WHAT IS ASKED:
1. According to the review of the film Pride, who directed the film?
2. Continue the review of the film Pride from its final sentence, adding the next few sentences.

DOCUMENT EXCERPT:
====================

“It’s a symbol, like this. Two hands. That’s what the Labour movement means. Should mean. You support me, I support you, whoever you are, wherever you come from, shoulder to shoulder, hand to hand.”
Dai Donovan, (played by Paddy Considine).
“That’s what I’d tell her. That’s what I’d say if I ever came face to face with Margaret Fucking Thatcher. The pit and the people are one and the same.”
Cliff Barry (played by Bill Nighy).
There are films, scattered throughout the history of the medium, that serve as a litmus test of your humanity and the living spirit of concern about fairness to your fellow travellers in the conga-line towards death.
1997’s Life Is Beautiful, by Roberto Benigni? Absolutely one of those movies. If you don’t end up sobbing by the end of the film, you should probably check your pulse.
Chaplin’s City Lights from 1931? If you have a heart, it’ll wrench it.
Pride, written by Stephen Beresford and directed by Matthew Warchus, is one of those movies too.
And yet, even though the movie was released only eight years ago in 2014, it’s entirely possible that people in the 2020s might somehow fail to ‘get it,’ because the world it depicts is in some ways entirely different to the one in which we live.

====================

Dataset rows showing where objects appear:
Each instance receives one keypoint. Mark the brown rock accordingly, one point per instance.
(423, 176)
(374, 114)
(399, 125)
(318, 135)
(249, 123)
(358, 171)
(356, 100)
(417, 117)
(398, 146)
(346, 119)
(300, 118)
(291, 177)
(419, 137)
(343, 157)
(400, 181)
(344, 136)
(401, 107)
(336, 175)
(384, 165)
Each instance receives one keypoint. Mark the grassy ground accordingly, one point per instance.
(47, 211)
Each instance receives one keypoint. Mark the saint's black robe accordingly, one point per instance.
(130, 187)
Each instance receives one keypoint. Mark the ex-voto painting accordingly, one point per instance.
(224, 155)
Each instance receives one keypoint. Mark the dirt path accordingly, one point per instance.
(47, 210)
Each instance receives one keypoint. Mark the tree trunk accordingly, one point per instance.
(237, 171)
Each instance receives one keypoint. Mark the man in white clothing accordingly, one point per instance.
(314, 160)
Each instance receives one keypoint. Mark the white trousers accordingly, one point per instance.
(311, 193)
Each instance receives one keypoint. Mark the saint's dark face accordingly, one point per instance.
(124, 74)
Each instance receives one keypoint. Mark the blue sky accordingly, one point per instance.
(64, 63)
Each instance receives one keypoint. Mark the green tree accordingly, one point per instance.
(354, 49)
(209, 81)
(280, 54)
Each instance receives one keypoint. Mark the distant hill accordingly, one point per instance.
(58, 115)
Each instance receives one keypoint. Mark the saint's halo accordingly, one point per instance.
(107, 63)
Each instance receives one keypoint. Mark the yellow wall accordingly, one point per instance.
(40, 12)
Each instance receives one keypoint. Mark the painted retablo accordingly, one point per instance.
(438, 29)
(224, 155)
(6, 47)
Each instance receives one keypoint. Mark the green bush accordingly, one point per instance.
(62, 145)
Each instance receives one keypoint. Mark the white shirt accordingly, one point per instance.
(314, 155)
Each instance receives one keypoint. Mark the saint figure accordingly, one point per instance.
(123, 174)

====================

ANSWERS BELOW:
1. Matthew Warchus

2.
1984 was a time of darkness and neon. A time of opposites, traditional culture and counterculture, and politically, a time of government-stoked fear and indomitable resistance to the power of ordinary people.
This will make no sense to anyone born since the 1980s, but trade unions – organised labour, working together to better standards and conditions for workers – were strong, strikes were powerful, and both employers and frequently the government itself had to take notice of what they said and voted for.
We know – stick with us.
In the 1970s in fact, strikes led by the miners’ union, the NUM, had brought down the government of Prime Minister Edward Heath when he failed to meet the nation’s energy requirements.
The subsequent Labour governments of Harold Wilson and James Callaghan were dogged with similar problems, but inviting union leaders to Downing Street regularly made the government unpopular, and heralded the rise of Margaret Thatcher, who gained the premiership at least partially on a promise to curb the power of the unions.
Spool forward five years. Thatcher is in power, and has already governed through a period of record inflation and climbing joblessness when the miners’ unions called another strike against what amounted to the decimation – and ultimately, the destruction - of their whole industry.
Plans for pit closures amounted to the wholesale removal of one of Britain’s biggest economic sectors. But more than that, the government’s plans would entirely destroy mining communities up and down the country.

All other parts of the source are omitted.